### [What this task involves]
All of the data should be restated word for word, with the pictures omitted.

(Natural-language object grounding data)
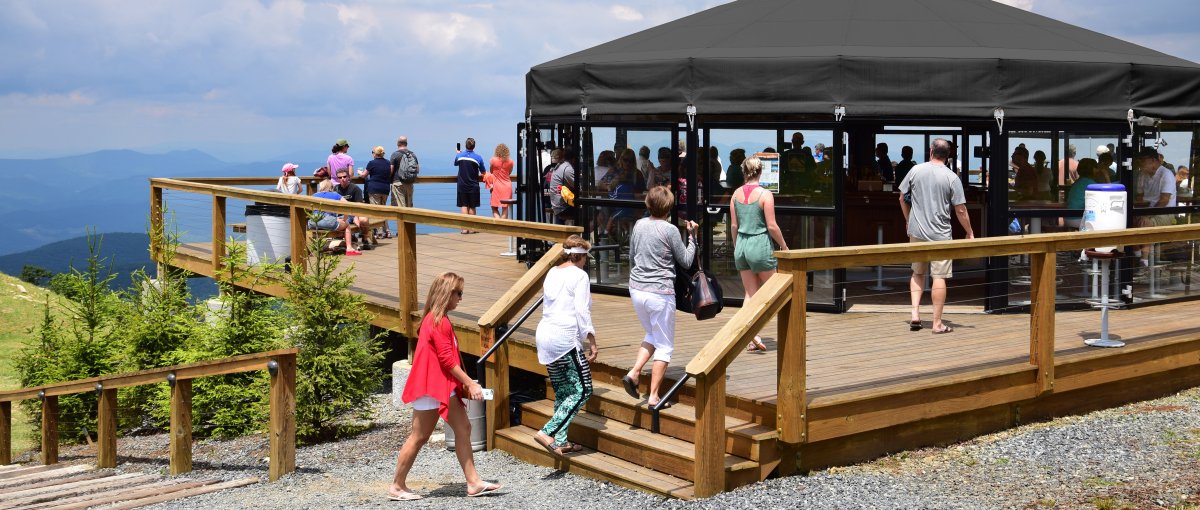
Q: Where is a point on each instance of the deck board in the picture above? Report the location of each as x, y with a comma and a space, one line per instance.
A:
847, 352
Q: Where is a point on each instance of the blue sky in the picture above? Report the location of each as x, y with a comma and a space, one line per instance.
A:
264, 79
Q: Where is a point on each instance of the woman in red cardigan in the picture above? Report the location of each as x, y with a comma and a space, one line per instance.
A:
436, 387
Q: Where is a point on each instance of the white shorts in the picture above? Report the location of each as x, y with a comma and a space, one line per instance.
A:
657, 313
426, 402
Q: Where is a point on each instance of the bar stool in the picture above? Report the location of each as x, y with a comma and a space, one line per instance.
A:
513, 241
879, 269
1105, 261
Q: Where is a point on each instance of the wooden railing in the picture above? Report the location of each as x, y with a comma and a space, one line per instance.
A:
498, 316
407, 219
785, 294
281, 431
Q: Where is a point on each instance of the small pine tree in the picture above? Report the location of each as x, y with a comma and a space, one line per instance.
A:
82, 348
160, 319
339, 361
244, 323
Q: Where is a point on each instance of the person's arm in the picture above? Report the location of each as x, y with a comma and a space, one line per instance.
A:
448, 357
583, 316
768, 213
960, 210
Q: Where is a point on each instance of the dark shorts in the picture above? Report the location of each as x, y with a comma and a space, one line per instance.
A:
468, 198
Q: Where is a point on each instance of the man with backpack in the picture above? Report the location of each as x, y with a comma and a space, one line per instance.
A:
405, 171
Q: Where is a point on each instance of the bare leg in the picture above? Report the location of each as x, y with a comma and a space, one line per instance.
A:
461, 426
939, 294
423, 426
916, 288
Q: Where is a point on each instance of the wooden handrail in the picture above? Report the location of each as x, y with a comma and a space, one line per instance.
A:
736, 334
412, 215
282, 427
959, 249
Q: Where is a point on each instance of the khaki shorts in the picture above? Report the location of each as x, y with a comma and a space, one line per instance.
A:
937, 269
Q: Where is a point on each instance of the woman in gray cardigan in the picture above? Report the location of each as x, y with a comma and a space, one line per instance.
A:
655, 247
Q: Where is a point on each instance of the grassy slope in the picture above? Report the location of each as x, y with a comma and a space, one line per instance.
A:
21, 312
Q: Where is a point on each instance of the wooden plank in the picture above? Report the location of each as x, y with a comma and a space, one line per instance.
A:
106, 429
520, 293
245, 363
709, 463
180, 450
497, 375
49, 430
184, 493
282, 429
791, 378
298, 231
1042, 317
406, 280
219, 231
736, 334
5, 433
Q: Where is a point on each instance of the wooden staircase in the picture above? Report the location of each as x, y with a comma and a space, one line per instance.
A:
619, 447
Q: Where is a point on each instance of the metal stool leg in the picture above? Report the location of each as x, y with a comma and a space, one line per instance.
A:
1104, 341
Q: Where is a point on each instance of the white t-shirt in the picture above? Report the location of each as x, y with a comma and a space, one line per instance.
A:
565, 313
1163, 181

### [Completed task]
Q: Where is a point on each instance of the deck board in the picture above? Report the location of each as x, y with a comma and a space, one line per instance.
A:
847, 352
Q: Where is a point on each instance of the blue sky in the picture above? Report the location of each as x, y with a comma and a space, one line per instance.
A:
264, 79
Q: Where is a point on each instance of the woman in red cardigan in the picture above? Report the location of each as x, y with a comma and a space, one line per instance.
A:
436, 387
Q: Where is a point on each instance of the white shorts in the picture above? Report the location of each as x, y with a comma and a space, one line per instance.
A:
657, 313
426, 402
Q: Where is a point on each instance of the bar stool in the picture above? Report the location of each as x, y with a comma and a space, one line per instance.
A:
513, 241
879, 269
1105, 261
Q: Where is a point on each instance of the wooden railing in the picture above? Report the location of each as x, y with a comma and a space, one line per instance.
A:
498, 316
407, 219
785, 294
281, 431
Q: Where is a point on each instance of the small pine tree in the picture above? Report the location of each as x, y with a comma and a space, one line per instance.
A:
82, 348
160, 319
339, 361
244, 323
Q: Where is a point on each instance of the person's arm in the picture above? Report the location of each as x, y with a comma and a space, one line per instance.
A:
448, 357
583, 316
768, 213
960, 210
Q: Where is a point on each instance of the dark shorts in the picture above? Report the location of each as x, y with a comma and a space, one line per instance.
A:
468, 198
Q: Where is a point on each instance of the man with backpack in the picture above? Report the location of each as x, y with a comma and a space, one line per instance.
A:
405, 171
Q: Where is a point on each instance of the bare leg in the picture above? Report the location of each as x, y with a comma and a space, one line per instance.
A:
461, 426
939, 294
423, 426
916, 288
Q: Where is a point on each instance of the wooden handrail in the picture above? Report the location of each as x, y with a comma and a space, one line per instance.
A:
736, 334
412, 215
282, 427
959, 249
Q: Where is a point on each instance of the khaki shorts in the picture above? Report the location of each as x, y with a comma and a space, one line per instance.
A:
937, 269
Q: Where is a point on each instance of the woman in gray cardigan in the picture above? Report the location of each as x, y with a comma and a space, one line per instance.
A:
655, 247
Q: Where is a point on each instance of the grassy slope in the picture above? Report the location of each as x, y with a comma and a space, one line per instance.
A:
21, 312
Q: Where is a point on each instance of the wooden plank in the picture above? Report the location of each as x, y with a comma and a space, one line per instance.
A:
106, 429
520, 293
245, 363
709, 463
180, 450
497, 375
49, 430
184, 493
282, 429
791, 378
298, 231
1042, 317
406, 280
219, 231
736, 334
5, 433
Q: Where is a point on each instance of the wooden staircase in the picture above? Report the location of each as x, y with a comma and a space, one line per instance.
A:
619, 447
Q: Where is a point on each instance of the metal stool leg in the picture above? Report the location of each as x, y with a comma and a space, one line per instance.
A:
1104, 341
Q: Where is a point on each instance of the white t-shirt in the picture above? Report the location of each as x, y with a comma and a space, one line per instance.
A:
565, 313
1163, 181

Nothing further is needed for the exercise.